[Task to carry out] Among the entries below, how many lines hold the word "food"? Reply with the number only.

----

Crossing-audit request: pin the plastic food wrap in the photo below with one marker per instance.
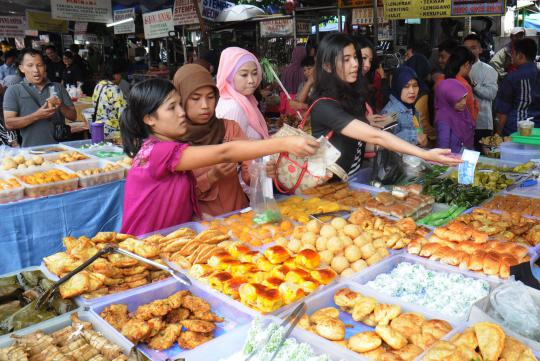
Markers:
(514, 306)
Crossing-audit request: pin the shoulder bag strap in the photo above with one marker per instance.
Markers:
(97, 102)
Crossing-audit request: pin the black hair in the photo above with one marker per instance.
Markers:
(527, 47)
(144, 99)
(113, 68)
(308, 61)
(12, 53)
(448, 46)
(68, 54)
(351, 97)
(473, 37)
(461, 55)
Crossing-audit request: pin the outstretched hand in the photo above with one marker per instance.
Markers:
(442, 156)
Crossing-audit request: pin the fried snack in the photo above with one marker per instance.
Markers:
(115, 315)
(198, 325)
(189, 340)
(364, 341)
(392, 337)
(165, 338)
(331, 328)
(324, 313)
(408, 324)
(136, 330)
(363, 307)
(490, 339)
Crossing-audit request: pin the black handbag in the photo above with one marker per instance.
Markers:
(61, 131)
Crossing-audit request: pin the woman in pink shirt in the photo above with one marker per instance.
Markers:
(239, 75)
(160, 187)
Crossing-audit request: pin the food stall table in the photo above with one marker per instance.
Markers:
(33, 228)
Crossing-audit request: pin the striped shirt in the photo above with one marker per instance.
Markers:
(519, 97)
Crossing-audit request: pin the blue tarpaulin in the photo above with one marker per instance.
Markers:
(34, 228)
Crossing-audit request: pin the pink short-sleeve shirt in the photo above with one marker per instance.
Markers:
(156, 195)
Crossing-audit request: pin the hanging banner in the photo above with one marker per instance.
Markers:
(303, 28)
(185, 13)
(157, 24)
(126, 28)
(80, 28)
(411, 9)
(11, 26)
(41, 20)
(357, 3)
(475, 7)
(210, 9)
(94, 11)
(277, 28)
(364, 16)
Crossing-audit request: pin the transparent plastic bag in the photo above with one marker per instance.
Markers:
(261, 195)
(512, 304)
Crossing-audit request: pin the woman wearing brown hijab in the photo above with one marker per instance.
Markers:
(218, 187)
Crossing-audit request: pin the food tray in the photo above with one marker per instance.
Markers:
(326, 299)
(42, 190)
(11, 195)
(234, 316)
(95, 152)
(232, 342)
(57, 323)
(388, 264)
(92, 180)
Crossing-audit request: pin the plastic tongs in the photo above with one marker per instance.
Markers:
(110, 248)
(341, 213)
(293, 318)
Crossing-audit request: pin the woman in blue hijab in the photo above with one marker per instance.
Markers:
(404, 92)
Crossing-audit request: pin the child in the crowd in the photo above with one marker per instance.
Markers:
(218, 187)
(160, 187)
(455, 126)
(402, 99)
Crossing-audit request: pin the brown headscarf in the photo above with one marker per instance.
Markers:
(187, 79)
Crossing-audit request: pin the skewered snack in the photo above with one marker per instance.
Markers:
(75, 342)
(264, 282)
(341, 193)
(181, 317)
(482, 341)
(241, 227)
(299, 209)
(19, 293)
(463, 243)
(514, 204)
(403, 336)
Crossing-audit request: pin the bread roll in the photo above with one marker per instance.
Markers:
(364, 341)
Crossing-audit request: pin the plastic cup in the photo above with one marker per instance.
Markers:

----

[Completed task] 3